* [Description of the task]: Copy out the entries that follow exactly, leaving out the pictures.

* [Dataset]:
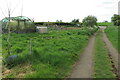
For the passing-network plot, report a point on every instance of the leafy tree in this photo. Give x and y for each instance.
(75, 21)
(116, 19)
(89, 21)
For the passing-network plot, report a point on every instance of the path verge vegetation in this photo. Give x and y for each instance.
(112, 34)
(53, 54)
(102, 64)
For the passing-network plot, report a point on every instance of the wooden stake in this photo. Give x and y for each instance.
(8, 41)
(30, 46)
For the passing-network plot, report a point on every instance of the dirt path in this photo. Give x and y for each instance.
(112, 51)
(84, 67)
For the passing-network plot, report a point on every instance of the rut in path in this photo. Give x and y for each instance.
(84, 67)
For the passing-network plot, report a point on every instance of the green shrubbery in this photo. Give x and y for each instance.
(112, 34)
(52, 54)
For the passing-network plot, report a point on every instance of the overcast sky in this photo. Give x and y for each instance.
(65, 10)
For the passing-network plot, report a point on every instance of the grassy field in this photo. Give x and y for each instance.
(105, 24)
(53, 54)
(112, 34)
(102, 65)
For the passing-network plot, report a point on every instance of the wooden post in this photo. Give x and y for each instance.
(8, 40)
(30, 46)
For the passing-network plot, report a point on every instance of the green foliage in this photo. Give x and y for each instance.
(53, 54)
(103, 66)
(116, 20)
(105, 24)
(89, 21)
(112, 34)
(75, 21)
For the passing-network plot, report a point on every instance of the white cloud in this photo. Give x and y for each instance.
(66, 10)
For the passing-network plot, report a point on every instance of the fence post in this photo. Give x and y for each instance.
(30, 46)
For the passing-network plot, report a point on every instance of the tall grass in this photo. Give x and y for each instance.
(112, 34)
(53, 54)
(102, 65)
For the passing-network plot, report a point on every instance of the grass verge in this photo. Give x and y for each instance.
(103, 66)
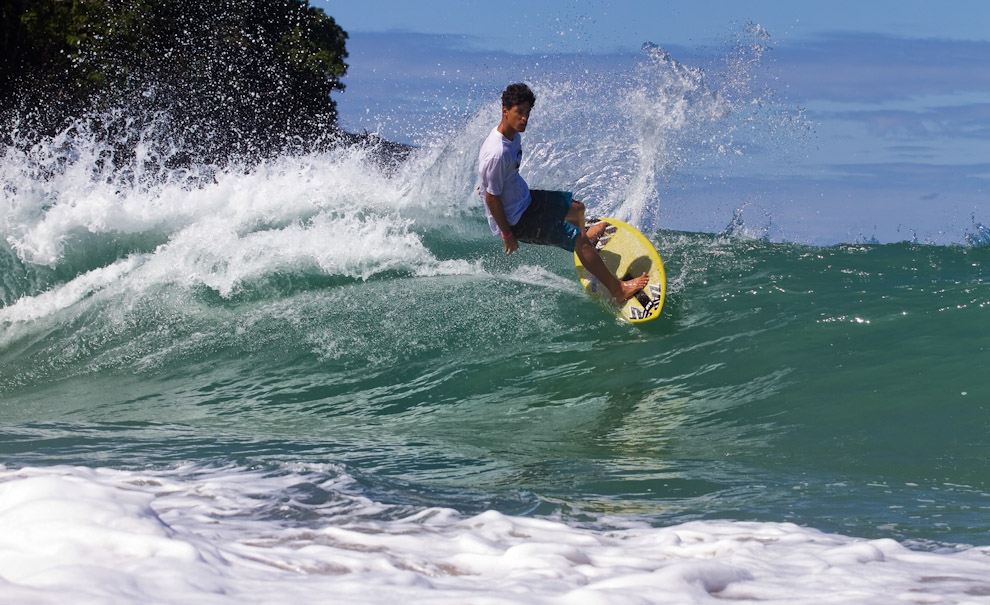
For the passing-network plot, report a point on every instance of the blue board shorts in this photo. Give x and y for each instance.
(543, 221)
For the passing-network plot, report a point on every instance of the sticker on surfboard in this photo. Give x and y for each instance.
(627, 254)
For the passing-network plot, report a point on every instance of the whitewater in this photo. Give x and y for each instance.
(316, 378)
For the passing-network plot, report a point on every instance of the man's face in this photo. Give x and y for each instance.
(517, 116)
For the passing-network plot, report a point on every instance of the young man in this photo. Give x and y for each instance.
(519, 214)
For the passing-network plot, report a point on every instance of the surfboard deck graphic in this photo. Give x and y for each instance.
(627, 254)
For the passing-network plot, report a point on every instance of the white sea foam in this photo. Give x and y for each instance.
(72, 534)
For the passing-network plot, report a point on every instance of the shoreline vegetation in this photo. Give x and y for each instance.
(215, 82)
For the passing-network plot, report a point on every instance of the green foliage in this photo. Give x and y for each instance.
(229, 77)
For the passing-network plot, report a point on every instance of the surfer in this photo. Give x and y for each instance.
(550, 218)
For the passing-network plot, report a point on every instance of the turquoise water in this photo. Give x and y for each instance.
(316, 376)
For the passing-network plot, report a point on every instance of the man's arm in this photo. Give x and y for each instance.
(494, 203)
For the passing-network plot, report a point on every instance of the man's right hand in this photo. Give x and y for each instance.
(511, 244)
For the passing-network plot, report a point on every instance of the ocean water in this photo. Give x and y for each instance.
(319, 380)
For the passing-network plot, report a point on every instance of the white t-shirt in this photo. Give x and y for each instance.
(498, 169)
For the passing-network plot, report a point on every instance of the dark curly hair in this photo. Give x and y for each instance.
(517, 94)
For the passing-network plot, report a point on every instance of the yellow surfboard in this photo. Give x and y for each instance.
(628, 254)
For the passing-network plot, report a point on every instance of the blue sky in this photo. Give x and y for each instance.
(895, 97)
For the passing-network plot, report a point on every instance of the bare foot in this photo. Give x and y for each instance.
(630, 287)
(595, 229)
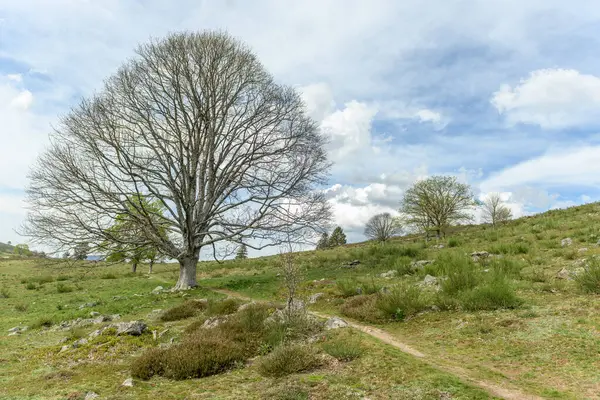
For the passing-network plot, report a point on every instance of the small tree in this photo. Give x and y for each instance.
(494, 210)
(338, 237)
(242, 252)
(22, 250)
(323, 243)
(382, 227)
(81, 251)
(437, 202)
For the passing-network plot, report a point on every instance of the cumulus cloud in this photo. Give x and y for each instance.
(551, 98)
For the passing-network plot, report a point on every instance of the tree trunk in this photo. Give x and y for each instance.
(187, 273)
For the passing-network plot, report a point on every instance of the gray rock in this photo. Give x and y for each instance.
(315, 297)
(133, 328)
(88, 305)
(429, 280)
(158, 290)
(213, 322)
(335, 323)
(390, 274)
(563, 274)
(80, 342)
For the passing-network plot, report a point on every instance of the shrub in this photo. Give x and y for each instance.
(589, 280)
(362, 308)
(223, 307)
(185, 310)
(289, 359)
(62, 288)
(42, 322)
(494, 295)
(347, 287)
(343, 349)
(453, 242)
(401, 302)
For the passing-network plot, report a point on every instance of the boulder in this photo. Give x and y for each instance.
(335, 323)
(158, 290)
(479, 255)
(80, 342)
(133, 328)
(315, 297)
(390, 274)
(563, 274)
(566, 242)
(429, 280)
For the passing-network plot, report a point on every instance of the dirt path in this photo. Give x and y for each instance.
(492, 388)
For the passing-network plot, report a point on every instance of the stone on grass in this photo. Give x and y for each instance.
(133, 328)
(563, 274)
(315, 297)
(429, 280)
(390, 274)
(335, 323)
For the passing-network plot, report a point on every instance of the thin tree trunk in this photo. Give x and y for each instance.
(187, 273)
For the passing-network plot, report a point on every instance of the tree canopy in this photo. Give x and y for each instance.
(195, 123)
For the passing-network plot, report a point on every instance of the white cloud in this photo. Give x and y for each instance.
(551, 98)
(570, 167)
(23, 100)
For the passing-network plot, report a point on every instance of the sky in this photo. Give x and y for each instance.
(503, 94)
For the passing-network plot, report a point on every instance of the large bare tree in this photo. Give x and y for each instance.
(494, 210)
(437, 202)
(382, 227)
(196, 123)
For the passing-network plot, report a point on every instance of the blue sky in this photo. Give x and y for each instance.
(503, 94)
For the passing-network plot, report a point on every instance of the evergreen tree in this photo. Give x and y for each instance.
(338, 237)
(323, 243)
(242, 253)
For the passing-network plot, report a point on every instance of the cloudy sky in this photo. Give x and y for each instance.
(504, 94)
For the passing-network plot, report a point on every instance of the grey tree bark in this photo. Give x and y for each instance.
(196, 123)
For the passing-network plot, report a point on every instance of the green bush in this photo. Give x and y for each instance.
(185, 310)
(289, 359)
(223, 307)
(343, 349)
(453, 242)
(495, 294)
(362, 308)
(62, 288)
(401, 302)
(589, 280)
(347, 287)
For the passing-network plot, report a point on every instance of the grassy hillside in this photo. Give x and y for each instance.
(523, 317)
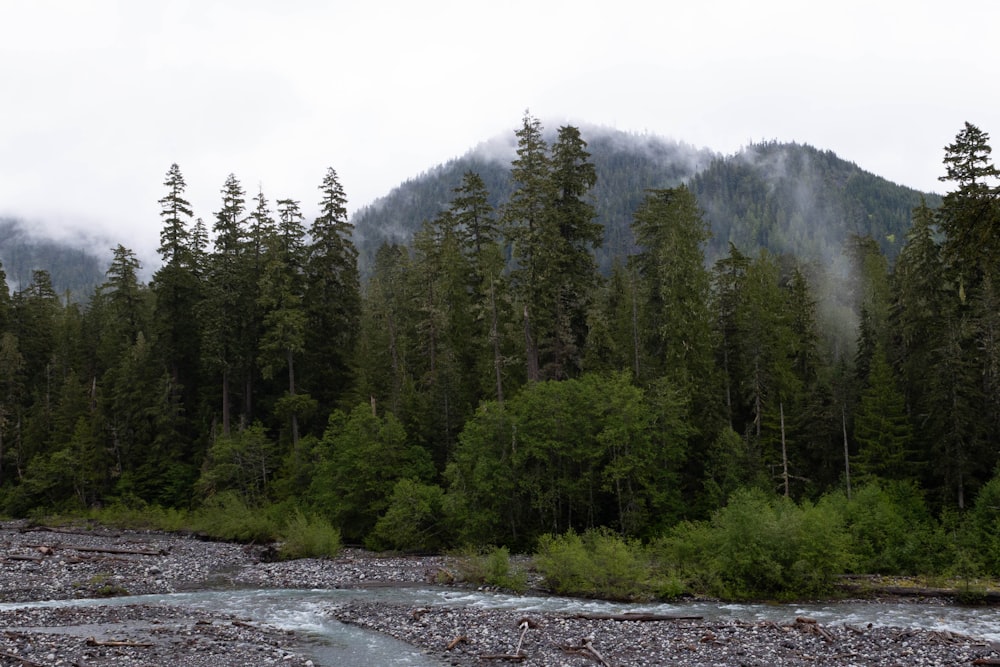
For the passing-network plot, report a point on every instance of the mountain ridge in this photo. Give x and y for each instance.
(787, 197)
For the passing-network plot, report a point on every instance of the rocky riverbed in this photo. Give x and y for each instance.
(47, 564)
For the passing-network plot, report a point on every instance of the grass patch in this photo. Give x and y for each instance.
(602, 564)
(491, 566)
(309, 536)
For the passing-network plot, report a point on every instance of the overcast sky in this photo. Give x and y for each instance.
(100, 97)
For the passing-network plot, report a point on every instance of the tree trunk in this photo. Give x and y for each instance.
(784, 449)
(847, 456)
(225, 403)
(531, 349)
(495, 336)
(291, 392)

* [Written reply]:
For the passing-network plot, report a point on every instance of the leafy tree in this photo. Give x and y for each instance.
(75, 21)
(116, 19)
(89, 21)
For the passing-network plot, report a point on every instance of the path verge vegetation in this photo. Give x and y for each instance.
(112, 34)
(53, 54)
(102, 64)
For the passing-network plot, report a point on every instance of the wooden stake in this photo. Give x and y for each instance.
(8, 41)
(30, 46)
For the passing-network plot, report a point on every instance of the dirt path in this photo. Give x and y for each instance.
(112, 51)
(84, 67)
For the passing-network plot, report a point on every instance of the rut in path in this photo. Give x and y for each instance.
(84, 67)
For the passing-network plot, report a point on every instance of the green shrubbery in this photo. Give x and y for each instance.
(112, 34)
(52, 54)
For the passing-network plot, report a point on every instance of the overcast sky in this photo. Give x and y for each instance.
(65, 10)
For the passing-network plot, report a point on every instance of the grassy field in this photo. Give x and y for each instance.
(105, 24)
(53, 54)
(112, 34)
(102, 65)
For the passing-network plot, report a point on every instance of the wooden post in this photo. Give x and y for each instance.
(8, 40)
(30, 46)
For the passing-network plot, report a point on every instance of the green foliage in this photo. Give x and y for each instance.
(53, 54)
(103, 66)
(116, 20)
(105, 24)
(89, 21)
(112, 34)
(75, 21)
For the passing-network plot, report a point on every instance of the white cloud in this photo. Give x and y for each instance.
(66, 10)
For the passing-network plot, report a point on every instance of the fence post in this photo. Give x and y for each instance.
(30, 46)
For the passing-network plot, report a point on every instance of the tall grass in this photo. Give x and y for each instance.
(112, 34)
(53, 54)
(102, 65)
For the passing-network plot, report a point on every instance of the grass verge in this photo. Give x and y for each instance.
(103, 66)
For the passing-network plot, report a point on every instance of the blue board shorts in this photo. Give x and y for each instance.
(543, 221)
For the passing-network plot, report a point on every instance of the sticker on surfboard in this photo. Give x and y for each instance.
(627, 254)
For the passing-network plot, report a point on every instance of the whitewater in this photo. Give x and y for each instance.
(316, 378)
For the passing-network plot, report a point on every instance of the man's face in this photo. Give x and y for each instance.
(517, 116)
For the passing-network plot, report a point on every instance of the young man in this photo. Give x and y for each instance.
(519, 214)
For the passing-network plot, report a point on every instance of the surfboard deck graphic in this photo. Give x and y for each instance.
(627, 254)
For the passing-network plot, report a point on every instance of the white sea foam in this photo. Give x and y for each instance.
(72, 534)
For the passing-network plot, report a point on every instance of the shoreline vegetation in this photo. Give x and y for each instance.
(215, 82)
For the passing-network plot, report a point on every instance of the green foliage in this photo. Give x and y for each instance.
(229, 77)
For the passing-network plot, report a point on every instance of the surfer in this photo. Give x and y for each instance.
(550, 218)
For the passing-network plot, report a point on every instance of the turquoise water in this photo. Give x and y for each instance.
(316, 376)
For the passing-network plot, report a point on every instance of the man's arm in this photo. Give x and y for each instance.
(494, 203)
For the passing-network plot, report a point on every instance of the man's right hand in this photo. Give x and y for each instance.
(511, 244)
For the passing-network plot, report a point on every instance of the ocean water in this photo. Give x and y for each instance.
(319, 380)
For the passing-network plot, report a point on every instance of the white t-shirt in this photo. Give x and y for each instance.
(498, 169)
For the passing-network plot, report a point on every instance of the dark curly hair in this photo. Give x and y for each instance.
(517, 94)
For the passing-network plot, report a point on every instance of the yellow surfboard in this photo. Give x and y for each instance.
(628, 254)
For the passing-network plot, report a point on every instance of the blue sky in this photo. Give x and y for each instance.
(895, 97)
For the passing-network plot, report a point on every instance of the bare foot in this photo. Give x and y for each instance.
(630, 287)
(595, 229)
For the passing-network plot, report a point on every instance of the small tree in this photo. Give x and y for each instance.
(494, 210)
(338, 237)
(242, 252)
(22, 250)
(323, 243)
(382, 227)
(81, 251)
(437, 202)
For the passing-network plot, report a point on every instance of the cumulus cloud in this photo. Give x and y for each instance.
(551, 98)
For the passing-network plot, report a point on every instance of the tree trunk in this photo. Give x and y for each instance.
(187, 273)
For the passing-network plot, report a point on every instance of the gray rock in this photo. Give x and y for each instance.
(315, 297)
(133, 328)
(88, 305)
(429, 280)
(158, 290)
(213, 322)
(335, 323)
(390, 274)
(563, 274)
(80, 342)
For the passing-network plot, report a point on every instance of the shrub in this photo. Give x and y for each instance.
(589, 280)
(362, 308)
(223, 307)
(185, 310)
(289, 359)
(62, 288)
(42, 322)
(494, 295)
(347, 287)
(343, 349)
(453, 242)
(401, 302)
For the passing-network plot, report a point on every instance of the boulder in this photo. Give x and y for each instance.
(335, 323)
(158, 290)
(479, 255)
(80, 342)
(133, 328)
(315, 297)
(390, 274)
(563, 274)
(566, 242)
(429, 280)
For the passing-network plot, report a point on every instance of the dirt path in this photo. Give x and y for each instance.
(492, 388)
For the passing-network plot, report a point on every instance of the stone on grass in this photo. Give x and y for each instance.
(133, 328)
(563, 274)
(315, 297)
(429, 280)
(390, 274)
(335, 323)
For the passing-network plot, report a point on every instance of the thin tree trunk in this photo. Give x and y for each instance.
(187, 273)
For the passing-network plot, report a point on every instance of the tree canopy in this photo. Give x and y for each instance.
(195, 123)
For the passing-network plot, report a point on every instance of the white cloud in this photo. Give x and y for each instance.
(551, 98)
(570, 167)
(23, 100)
For the passing-network plot, report a point on every instance of the sky in this photo. Give x and y for each instance.
(503, 94)
For the passing-network plot, report a point on every instance of the large bare tree in this photo. Give x and y for each instance.
(494, 210)
(437, 202)
(382, 227)
(196, 123)
For the passing-network plot, report a point on every instance of the blue sky in this photo. Give x and y for each instance.
(503, 94)
For the passing-network plot, report a point on every instance of the evergreen tree in this photo. Give x and y for each instance.
(338, 237)
(323, 243)
(242, 253)
For the passing-network plot, report a point on every instance of the cloudy sky in this photo. Give x and y for each instance.
(504, 94)
For the passing-network plot, report a point on every instance of the grey tree bark in this photo. Give x and y for each instance.
(196, 123)
For the passing-network plot, report a point on every instance of the green bush in this photo. Give x and y for each instance.
(185, 310)
(289, 359)
(223, 307)
(343, 349)
(453, 242)
(495, 294)
(362, 308)
(62, 288)
(401, 302)
(589, 280)
(347, 287)
For the passing-network plot, report a point on every instance of the grassy hillside in this photo. Give x and y for each instance.
(523, 317)
For the passing-network plot, report a point on every instance of the mountain ridge in this photo. Give x and y for each instance.
(787, 197)
For the passing-network plot, report a point on every instance of the rocky riverbed in this photo. Give x and y for each instance.
(47, 564)
For the passing-network plot, report a point on every instance of the grass patch in this photo. Give x and y for each instance.
(602, 564)
(491, 566)
(309, 536)
For the passing-network plot, report a point on every instance of the overcast sky in this photo. Give x and y for each instance.
(100, 97)
For the passing-network plot, report a point on every instance of the tree trunk in this photo. Give x and y for each instance.
(784, 449)
(847, 456)
(225, 403)
(531, 349)
(495, 336)
(291, 392)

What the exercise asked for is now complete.